EXERCISE
Go through the records and count every line that holds "below". Only the number belongs in the reply.

Natural language region descriptions
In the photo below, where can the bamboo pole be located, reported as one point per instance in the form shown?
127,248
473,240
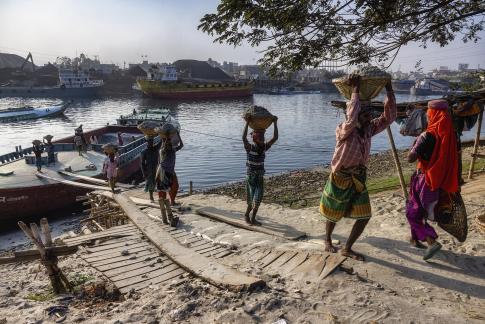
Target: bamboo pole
475,147
397,163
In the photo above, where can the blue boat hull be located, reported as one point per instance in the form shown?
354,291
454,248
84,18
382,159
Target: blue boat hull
48,92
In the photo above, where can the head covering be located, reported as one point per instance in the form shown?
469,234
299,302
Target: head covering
441,171
438,104
258,135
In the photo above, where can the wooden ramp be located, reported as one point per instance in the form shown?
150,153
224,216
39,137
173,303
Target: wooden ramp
301,265
238,221
193,262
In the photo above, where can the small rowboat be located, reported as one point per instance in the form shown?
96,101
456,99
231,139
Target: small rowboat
18,114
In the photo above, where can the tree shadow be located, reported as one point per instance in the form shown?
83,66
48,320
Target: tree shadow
462,264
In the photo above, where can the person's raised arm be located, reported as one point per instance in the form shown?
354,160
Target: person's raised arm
275,133
181,143
390,112
353,110
247,146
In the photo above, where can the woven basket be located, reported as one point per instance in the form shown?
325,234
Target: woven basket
458,227
480,221
166,130
110,148
370,87
259,118
149,128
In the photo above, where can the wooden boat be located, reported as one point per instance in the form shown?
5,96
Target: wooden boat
18,114
23,194
158,115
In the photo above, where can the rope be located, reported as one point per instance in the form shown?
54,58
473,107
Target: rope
283,146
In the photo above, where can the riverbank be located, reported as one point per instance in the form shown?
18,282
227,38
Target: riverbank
393,285
302,188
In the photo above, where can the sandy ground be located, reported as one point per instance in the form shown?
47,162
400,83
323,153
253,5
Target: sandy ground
393,285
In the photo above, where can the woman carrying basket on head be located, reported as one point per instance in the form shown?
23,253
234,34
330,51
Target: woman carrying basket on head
435,179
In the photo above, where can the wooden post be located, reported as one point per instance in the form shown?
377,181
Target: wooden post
58,280
475,147
397,163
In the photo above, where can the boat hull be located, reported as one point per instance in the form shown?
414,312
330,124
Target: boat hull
156,89
35,201
48,92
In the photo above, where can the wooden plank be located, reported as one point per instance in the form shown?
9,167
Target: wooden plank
73,183
196,264
215,252
141,254
294,262
142,264
333,261
258,256
141,271
31,255
117,252
150,275
124,263
163,278
270,258
287,256
93,180
312,267
234,220
112,245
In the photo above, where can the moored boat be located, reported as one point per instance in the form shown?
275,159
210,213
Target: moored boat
164,83
23,194
24,113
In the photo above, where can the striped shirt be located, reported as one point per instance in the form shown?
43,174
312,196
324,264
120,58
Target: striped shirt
353,149
255,159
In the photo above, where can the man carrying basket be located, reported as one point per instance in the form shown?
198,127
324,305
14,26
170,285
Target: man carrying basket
345,193
256,153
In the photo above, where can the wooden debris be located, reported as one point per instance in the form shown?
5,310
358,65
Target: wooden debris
235,220
43,240
195,263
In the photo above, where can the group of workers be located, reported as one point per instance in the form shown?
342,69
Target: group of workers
345,193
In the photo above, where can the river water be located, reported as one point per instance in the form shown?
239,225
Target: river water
211,130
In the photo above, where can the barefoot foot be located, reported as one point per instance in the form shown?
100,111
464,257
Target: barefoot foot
329,247
351,254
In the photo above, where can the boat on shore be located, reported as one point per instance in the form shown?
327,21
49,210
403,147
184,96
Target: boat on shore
25,113
164,83
72,83
24,194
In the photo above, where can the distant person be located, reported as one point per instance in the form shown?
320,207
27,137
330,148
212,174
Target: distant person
345,193
47,140
167,181
120,139
110,169
38,148
256,153
149,164
437,172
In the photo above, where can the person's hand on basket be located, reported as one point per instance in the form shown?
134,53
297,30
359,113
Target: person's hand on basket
354,82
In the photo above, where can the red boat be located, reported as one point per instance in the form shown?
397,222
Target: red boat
23,194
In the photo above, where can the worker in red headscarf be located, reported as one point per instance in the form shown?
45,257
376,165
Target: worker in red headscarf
437,173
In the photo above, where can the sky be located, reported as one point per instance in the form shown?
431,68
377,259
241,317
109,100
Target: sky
124,31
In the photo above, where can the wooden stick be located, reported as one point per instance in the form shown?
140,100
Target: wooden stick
44,225
397,163
475,147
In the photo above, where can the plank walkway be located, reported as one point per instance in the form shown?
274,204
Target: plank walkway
236,220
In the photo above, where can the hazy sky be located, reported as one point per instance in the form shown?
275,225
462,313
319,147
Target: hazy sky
165,30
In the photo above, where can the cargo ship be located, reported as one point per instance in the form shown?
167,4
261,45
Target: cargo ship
164,83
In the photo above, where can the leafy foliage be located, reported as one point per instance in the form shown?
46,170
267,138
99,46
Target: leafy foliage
304,33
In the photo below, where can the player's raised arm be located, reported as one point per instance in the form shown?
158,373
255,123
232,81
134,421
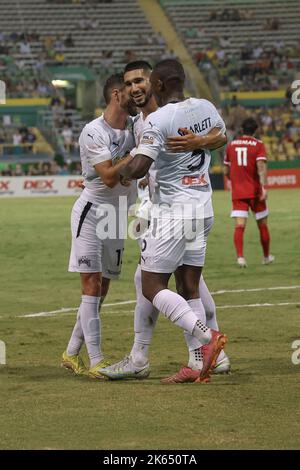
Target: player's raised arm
137,167
262,174
190,141
109,173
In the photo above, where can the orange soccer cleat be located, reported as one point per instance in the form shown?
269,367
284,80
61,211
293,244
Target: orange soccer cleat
211,352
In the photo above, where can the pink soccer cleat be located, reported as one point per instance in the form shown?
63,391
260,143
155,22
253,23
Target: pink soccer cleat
185,375
211,352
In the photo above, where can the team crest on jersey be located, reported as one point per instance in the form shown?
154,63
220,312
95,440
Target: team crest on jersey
84,260
147,139
194,181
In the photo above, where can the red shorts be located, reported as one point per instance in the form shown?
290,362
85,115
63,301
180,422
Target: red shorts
240,208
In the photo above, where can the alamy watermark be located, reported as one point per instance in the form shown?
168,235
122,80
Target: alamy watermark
296,353
175,221
2,92
2,352
296,94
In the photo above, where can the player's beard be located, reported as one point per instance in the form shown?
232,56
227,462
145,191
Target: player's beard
131,108
145,101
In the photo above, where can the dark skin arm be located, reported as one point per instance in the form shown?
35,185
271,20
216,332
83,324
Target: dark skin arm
137,167
190,141
140,164
109,173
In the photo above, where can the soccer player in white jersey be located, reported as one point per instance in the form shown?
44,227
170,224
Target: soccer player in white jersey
137,81
105,144
181,178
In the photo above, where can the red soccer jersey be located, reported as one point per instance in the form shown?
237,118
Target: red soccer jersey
242,155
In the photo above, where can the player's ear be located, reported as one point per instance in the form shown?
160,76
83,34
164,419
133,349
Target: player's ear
160,84
115,94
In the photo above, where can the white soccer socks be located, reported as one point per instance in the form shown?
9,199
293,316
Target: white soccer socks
77,337
145,317
174,307
90,322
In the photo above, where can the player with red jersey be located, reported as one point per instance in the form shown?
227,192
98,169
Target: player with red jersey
246,167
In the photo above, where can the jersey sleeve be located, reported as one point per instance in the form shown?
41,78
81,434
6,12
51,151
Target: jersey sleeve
217,120
226,160
95,146
152,140
261,152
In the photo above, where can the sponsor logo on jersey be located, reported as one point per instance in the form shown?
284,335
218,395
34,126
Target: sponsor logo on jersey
194,181
147,139
4,185
39,184
84,260
74,184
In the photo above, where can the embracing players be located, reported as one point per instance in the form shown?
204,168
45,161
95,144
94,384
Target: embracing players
182,178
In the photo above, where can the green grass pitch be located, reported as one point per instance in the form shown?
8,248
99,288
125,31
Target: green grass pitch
45,407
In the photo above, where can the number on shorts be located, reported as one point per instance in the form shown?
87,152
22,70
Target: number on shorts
120,255
198,162
241,155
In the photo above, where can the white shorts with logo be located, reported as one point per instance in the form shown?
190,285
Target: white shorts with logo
170,243
89,253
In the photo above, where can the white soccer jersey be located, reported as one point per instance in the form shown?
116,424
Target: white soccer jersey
182,179
98,143
138,128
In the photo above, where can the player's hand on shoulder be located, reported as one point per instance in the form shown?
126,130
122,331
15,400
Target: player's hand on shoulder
263,194
125,181
186,142
143,183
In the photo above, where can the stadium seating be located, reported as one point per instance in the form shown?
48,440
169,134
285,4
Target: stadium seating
116,32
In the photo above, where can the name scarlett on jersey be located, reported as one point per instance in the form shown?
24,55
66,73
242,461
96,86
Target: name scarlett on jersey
198,127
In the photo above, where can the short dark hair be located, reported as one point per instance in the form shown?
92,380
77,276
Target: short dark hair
170,70
138,64
249,126
114,81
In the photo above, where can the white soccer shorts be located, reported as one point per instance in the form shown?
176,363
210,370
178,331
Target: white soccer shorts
89,253
170,243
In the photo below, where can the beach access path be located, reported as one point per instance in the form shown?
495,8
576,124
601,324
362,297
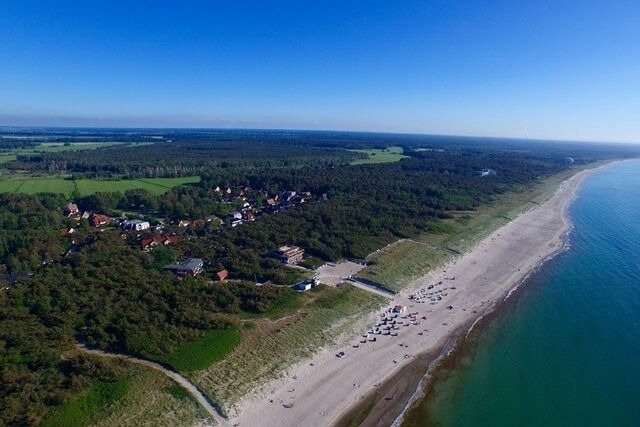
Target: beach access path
319,390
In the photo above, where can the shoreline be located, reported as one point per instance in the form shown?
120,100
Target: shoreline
367,389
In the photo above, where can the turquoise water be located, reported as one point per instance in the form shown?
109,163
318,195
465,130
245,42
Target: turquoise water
566,350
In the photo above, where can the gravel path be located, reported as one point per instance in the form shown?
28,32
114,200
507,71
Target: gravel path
200,397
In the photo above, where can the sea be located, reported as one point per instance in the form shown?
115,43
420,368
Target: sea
564,350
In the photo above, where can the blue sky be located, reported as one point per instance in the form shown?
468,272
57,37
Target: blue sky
539,69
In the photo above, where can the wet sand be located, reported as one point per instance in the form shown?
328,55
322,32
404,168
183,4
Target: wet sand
329,390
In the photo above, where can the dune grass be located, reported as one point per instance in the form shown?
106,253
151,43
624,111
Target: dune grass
153,400
398,265
212,346
79,409
269,347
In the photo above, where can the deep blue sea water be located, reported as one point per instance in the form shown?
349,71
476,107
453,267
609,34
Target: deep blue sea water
565,351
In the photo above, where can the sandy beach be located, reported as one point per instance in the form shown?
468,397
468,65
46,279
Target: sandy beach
321,390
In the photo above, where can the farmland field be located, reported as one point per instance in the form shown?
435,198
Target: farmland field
89,186
385,155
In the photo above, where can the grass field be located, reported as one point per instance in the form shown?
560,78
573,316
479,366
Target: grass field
85,187
400,264
269,347
386,155
79,409
211,347
152,400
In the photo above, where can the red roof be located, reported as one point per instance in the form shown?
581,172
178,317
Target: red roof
98,220
222,275
158,240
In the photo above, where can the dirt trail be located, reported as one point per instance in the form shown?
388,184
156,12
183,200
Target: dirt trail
200,397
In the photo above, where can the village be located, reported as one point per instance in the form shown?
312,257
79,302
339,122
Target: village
245,206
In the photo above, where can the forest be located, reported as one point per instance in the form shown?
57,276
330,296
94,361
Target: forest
100,289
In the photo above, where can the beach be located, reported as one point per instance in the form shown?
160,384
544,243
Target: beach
435,310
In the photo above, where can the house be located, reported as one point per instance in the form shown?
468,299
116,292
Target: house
15,277
289,254
67,231
214,219
151,242
71,209
235,218
135,225
188,267
305,285
302,287
221,275
98,220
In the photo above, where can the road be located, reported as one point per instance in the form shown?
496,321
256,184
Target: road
200,397
371,289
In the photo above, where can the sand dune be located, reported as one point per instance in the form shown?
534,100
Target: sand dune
318,391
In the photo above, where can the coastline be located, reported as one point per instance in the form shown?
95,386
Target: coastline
376,386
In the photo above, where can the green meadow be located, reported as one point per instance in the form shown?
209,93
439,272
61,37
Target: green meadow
85,187
385,155
211,347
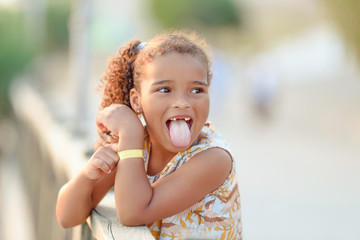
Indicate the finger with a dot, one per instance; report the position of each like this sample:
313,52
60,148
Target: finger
101,164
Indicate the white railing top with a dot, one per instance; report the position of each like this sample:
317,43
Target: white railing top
68,155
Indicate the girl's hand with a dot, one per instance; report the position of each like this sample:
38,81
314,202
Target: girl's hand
119,119
103,161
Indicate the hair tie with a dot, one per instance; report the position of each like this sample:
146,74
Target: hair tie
141,46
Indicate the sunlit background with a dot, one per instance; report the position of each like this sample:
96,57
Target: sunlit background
285,94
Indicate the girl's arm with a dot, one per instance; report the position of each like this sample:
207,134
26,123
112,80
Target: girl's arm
138,202
81,194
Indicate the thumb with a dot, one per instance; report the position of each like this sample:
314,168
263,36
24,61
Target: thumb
114,147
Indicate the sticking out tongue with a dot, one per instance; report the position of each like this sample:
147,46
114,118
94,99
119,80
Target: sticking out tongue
179,133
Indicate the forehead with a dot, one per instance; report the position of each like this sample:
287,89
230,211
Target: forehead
174,66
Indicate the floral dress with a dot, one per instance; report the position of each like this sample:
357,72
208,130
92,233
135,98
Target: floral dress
217,215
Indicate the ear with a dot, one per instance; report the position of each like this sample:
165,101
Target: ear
135,100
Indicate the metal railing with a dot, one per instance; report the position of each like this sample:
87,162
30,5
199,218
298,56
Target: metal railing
49,156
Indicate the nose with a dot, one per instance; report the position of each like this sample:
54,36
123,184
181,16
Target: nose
181,101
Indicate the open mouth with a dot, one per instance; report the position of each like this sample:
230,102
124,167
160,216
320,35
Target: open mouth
179,129
187,120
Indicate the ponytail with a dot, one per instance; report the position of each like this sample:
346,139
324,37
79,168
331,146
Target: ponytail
118,79
116,84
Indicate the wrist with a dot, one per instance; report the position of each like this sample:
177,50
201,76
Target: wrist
131,141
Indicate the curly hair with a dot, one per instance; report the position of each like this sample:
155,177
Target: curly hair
125,70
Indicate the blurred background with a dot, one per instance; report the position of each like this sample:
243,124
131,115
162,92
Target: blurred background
285,94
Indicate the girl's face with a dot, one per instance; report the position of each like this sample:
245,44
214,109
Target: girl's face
174,99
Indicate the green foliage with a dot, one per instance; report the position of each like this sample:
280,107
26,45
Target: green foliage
347,17
193,13
14,53
57,34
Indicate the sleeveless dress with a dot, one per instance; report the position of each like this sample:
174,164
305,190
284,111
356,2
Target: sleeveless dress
217,215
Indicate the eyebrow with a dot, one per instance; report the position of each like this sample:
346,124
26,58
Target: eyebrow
194,82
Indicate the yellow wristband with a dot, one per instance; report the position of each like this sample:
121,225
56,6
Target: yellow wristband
132,153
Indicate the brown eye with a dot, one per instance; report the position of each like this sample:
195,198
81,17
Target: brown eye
197,90
164,90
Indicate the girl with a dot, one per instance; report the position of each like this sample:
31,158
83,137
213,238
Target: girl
177,174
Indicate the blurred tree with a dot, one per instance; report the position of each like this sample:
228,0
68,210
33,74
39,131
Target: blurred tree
14,55
347,17
199,13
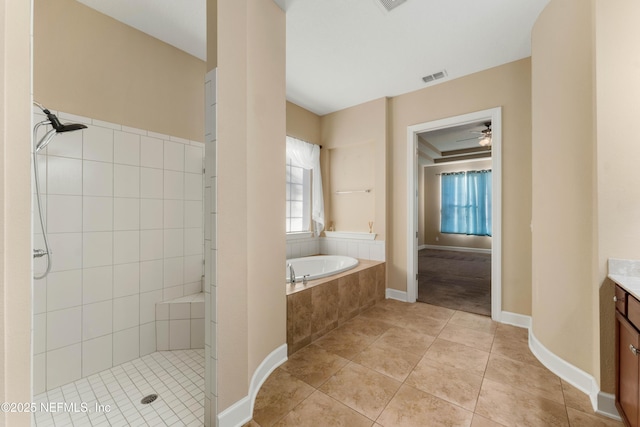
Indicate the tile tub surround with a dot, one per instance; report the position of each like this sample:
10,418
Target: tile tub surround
322,305
123,210
180,323
626,273
420,365
357,248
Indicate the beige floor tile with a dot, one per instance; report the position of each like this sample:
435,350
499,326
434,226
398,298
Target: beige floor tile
321,410
526,377
433,311
392,362
368,327
406,340
469,337
362,389
344,343
513,407
479,421
414,408
423,324
576,399
383,314
314,365
474,321
449,354
581,419
279,394
511,344
459,387
513,333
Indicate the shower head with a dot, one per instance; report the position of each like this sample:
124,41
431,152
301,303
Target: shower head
57,127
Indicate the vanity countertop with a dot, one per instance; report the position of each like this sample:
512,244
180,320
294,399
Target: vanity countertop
626,273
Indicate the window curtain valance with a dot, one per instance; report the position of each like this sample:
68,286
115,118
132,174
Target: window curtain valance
307,156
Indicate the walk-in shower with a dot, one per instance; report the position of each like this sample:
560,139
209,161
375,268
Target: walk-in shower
57,128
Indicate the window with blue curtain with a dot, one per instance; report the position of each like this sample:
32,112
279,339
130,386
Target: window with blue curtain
466,203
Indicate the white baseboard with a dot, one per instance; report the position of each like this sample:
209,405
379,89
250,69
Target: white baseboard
456,248
241,412
515,319
396,294
603,403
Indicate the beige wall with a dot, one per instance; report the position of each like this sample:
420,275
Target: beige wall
563,183
251,191
15,205
303,124
430,198
617,36
92,65
354,157
508,86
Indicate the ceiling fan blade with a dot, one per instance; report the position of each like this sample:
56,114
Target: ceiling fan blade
468,139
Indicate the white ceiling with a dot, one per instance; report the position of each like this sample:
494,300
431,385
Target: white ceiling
342,53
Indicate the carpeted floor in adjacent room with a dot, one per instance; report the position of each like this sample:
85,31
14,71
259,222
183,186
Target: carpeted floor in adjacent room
456,280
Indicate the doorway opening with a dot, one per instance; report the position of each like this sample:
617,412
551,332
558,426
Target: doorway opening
470,150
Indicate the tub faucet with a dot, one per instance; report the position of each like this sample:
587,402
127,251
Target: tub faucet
292,274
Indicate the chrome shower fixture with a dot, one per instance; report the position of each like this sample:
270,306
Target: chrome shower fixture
46,139
58,127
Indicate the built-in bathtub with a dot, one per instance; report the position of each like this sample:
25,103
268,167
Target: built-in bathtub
323,304
318,266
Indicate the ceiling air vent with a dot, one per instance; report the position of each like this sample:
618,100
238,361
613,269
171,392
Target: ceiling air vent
435,76
391,4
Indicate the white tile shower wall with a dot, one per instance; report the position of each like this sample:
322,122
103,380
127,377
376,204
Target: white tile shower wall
363,249
124,211
210,243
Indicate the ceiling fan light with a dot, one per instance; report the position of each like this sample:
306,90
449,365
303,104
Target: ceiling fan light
485,141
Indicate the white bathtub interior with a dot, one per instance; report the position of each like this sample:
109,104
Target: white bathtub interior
316,267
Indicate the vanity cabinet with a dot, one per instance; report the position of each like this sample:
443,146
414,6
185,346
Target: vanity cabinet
627,357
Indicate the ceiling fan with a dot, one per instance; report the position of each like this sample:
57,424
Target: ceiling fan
485,136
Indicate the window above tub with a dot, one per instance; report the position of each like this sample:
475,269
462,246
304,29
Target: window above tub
304,199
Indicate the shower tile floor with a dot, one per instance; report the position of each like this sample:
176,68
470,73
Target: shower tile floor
177,377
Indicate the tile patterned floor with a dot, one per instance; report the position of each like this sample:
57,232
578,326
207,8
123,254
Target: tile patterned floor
420,365
176,376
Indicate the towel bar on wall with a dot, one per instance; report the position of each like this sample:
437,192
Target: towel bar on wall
353,191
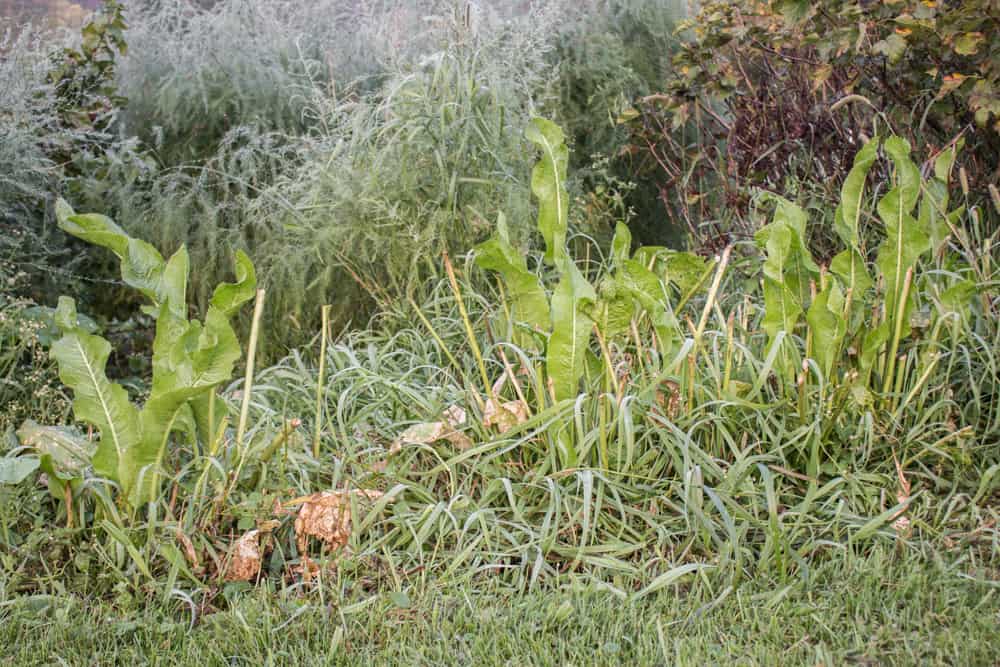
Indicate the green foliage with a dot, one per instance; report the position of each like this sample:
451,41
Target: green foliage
835,314
190,358
575,304
787,89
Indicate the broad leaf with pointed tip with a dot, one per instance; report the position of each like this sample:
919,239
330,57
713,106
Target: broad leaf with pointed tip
828,325
933,213
228,297
548,183
82,358
847,217
142,265
571,329
905,241
528,300
787,270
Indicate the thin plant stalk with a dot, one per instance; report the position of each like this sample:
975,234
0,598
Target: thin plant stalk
258,310
320,380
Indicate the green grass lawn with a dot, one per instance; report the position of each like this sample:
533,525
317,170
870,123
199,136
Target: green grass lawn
881,609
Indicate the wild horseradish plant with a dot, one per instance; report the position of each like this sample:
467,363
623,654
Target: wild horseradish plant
564,323
859,313
190,360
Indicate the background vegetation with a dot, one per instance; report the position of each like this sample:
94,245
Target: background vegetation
559,310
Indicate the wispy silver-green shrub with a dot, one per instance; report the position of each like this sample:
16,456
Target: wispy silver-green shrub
34,255
346,144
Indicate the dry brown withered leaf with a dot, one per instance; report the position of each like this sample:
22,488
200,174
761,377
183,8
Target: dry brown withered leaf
189,551
455,416
244,558
668,397
327,516
428,432
506,415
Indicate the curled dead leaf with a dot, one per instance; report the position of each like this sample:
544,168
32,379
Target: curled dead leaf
506,415
244,558
189,551
428,432
327,516
455,416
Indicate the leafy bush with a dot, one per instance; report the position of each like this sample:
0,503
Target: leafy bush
781,94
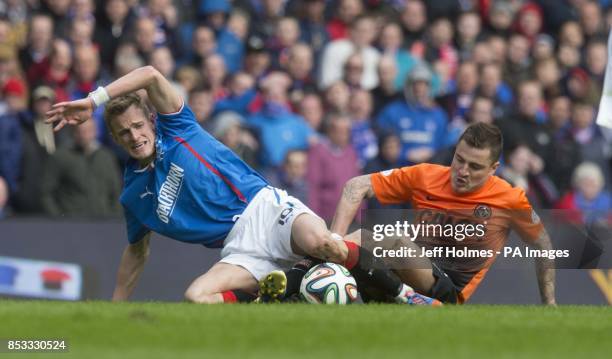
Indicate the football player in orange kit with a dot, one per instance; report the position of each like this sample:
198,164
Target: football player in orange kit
468,190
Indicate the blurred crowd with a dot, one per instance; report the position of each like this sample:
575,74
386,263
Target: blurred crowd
312,92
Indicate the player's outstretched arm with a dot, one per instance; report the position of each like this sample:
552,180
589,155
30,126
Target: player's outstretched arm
355,190
545,270
161,93
131,265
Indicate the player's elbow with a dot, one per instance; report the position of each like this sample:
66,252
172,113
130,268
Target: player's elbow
151,73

OUTPUT OF THE TASK
3